Neo Rauch – Rock’n’Roll mit Pinselstrich

Mai 2010 Die ganze Welt bestaunt seine Gemälde, Sammler reißen sich um sie: Zum 50. Geburtstag von Neo Rauch hatten wir dem berühmten Maler und großen Musikfan unsere Titelseite "geschenkt". Er bedankte sich mit zwei exklusiven Cover-Varianten - und lud uns zum Gespräch über den richtigen Sound.

Ein Königreich des Feinsinns muss vor den Zumutungen der Außenwelt möglichst gut versteckt werden. „Anklopfen!! Dann auf, Herein!‘ warten!“, steht unwirsch auf dem Schild an der Tür, die man nach langem Weg über Lastenaufzüge und durch trübe beleuchtete Korridore in einem der verwittert aussehenden Klinkerbauten der ehemaligen Baumwollspinnerei Leipzig- Plagwitz findet. Hinter dieser Pforte wartet eine Parallelwelt, die fast zu poetisch, naturecht und wohltemperiert ist, um wirklich wahr zu sein.

# [Vorliegende Zeilen]
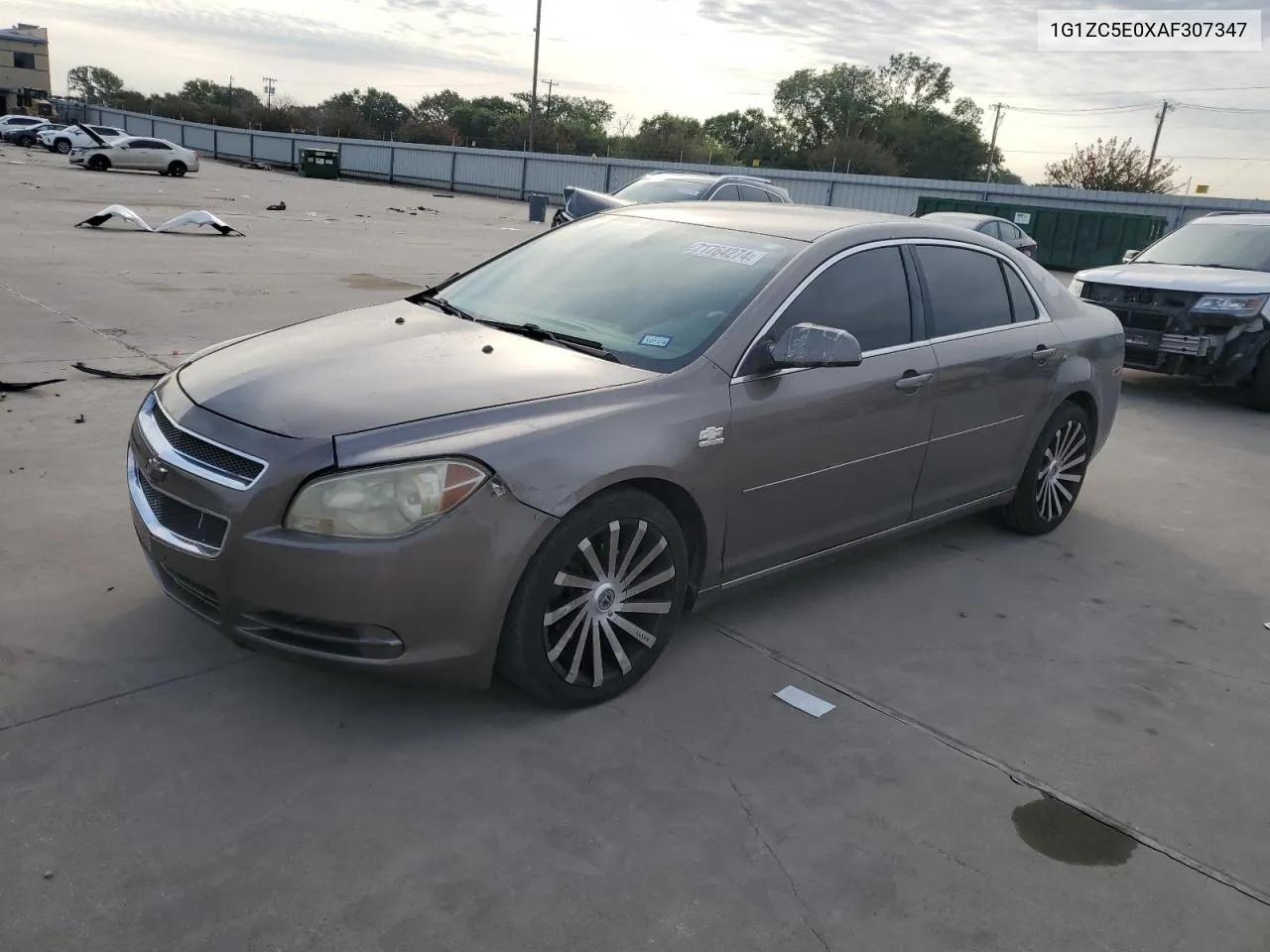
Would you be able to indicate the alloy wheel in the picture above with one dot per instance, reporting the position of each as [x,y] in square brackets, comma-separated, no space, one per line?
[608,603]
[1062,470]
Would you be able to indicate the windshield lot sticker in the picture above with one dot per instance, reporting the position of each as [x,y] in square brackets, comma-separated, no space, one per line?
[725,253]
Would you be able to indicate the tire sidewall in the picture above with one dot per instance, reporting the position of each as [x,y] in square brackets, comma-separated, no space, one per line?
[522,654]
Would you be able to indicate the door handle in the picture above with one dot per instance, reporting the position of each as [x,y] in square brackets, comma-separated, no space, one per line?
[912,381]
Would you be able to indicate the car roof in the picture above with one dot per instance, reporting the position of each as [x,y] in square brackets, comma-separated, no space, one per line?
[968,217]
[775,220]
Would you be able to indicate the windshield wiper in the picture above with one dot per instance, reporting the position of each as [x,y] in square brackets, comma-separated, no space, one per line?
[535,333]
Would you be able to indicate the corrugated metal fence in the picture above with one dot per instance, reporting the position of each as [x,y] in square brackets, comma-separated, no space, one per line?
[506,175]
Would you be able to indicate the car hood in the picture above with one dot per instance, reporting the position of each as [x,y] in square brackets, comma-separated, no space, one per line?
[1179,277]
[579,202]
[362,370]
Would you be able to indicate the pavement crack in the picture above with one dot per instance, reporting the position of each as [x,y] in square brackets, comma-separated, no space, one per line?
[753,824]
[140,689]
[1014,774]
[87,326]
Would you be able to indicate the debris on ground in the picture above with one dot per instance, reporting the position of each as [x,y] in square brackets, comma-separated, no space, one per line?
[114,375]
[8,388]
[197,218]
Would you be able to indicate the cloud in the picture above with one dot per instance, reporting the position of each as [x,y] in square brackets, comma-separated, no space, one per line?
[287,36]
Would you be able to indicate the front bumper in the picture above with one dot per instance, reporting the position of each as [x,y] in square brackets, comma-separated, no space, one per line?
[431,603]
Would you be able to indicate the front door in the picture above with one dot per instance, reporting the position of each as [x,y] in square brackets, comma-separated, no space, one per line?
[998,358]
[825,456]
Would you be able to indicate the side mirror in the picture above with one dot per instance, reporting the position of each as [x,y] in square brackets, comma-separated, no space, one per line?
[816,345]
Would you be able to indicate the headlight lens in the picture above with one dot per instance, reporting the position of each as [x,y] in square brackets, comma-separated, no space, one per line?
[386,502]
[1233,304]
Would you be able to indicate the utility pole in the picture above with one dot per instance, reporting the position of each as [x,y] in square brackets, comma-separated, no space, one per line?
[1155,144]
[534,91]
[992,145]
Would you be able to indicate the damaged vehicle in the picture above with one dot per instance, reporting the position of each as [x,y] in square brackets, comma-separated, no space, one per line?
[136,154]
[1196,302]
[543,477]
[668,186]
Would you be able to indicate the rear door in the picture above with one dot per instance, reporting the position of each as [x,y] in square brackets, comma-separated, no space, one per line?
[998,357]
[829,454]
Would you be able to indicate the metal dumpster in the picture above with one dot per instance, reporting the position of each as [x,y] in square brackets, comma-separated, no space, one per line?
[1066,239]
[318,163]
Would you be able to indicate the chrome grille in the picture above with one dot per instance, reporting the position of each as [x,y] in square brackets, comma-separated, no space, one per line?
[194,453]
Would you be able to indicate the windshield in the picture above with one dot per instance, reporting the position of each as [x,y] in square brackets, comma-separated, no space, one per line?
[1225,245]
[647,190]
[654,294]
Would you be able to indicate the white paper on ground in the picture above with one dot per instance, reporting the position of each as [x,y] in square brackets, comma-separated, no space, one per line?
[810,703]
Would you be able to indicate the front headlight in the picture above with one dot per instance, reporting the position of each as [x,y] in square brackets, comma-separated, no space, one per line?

# [Aufgabe A]
Beantworte zum Text über Neo Rauch diese Fragen:
(i) Zu welchem Anlass wurde ihm die Titelseite „geschenkt“?
(ii) Womit bedankte er sich dafür?
(iii) Auf welchem früheren Fabrikgelände stehen die Klinkerbauten, in denen die Tür mit dem Schild liegt?
# [Aufgabe B]
Führe den Text über Neo Rauch nach seinem letzten Satz mit einem kurzen Absatz weiter.

# [Erwartete Antwort A]
(i) Zu seinem 50. Geburtstag.
(ii) Mit zwei exklusiven Cover-Varianten.
(iii) Auf dem Gelände der ehemaligen Baumwollspinnerei Leipzig-Plagwitz.

# [Erwartete Antwort B]
Das Atelier des Malers Neo Rauch gehört sicher – neben Kanzleramt und Deutsche-Bank-Turm – zu den in der Presse am detailliertesten beschriebenen Arbeitsplätzen Deutschlands. Trotzdem staunt man erst mal über so viel Licht, Holz, Grün. Eine Discokugel blitzt in der Sonne, in der Ess-Ecke serviert Ateliernachbar Tilo Baumgärtel mehrfarbige Nudeln mit Hackfleischsoße, der Silvaner ist richtig gekühlt. Und der smarte Herr des Saals, in Jeans und schwarzem Hemd, ein geradezu beängstigend gut aussehender Mann, setzt sich und erzählt in sanft modulierten und druckreifen Sätzen von teilweise Thomas Bernhard’scher Dimension über seine Vorbereitung für den Leipziger Stadtmarathon und die Feier zum eigenen 50. Geburtstag. „Ich möchte nicht noch einmal 30 sein, höchstens, wenn ich dann so sein könnte wie heute. Der 30-Jährige, der ich war, war ja so eine Lusche …“ Dann schaut seine Frau vorbei, die Malerin Rosa Loy, und bringt ihm Cranberrysaft mit.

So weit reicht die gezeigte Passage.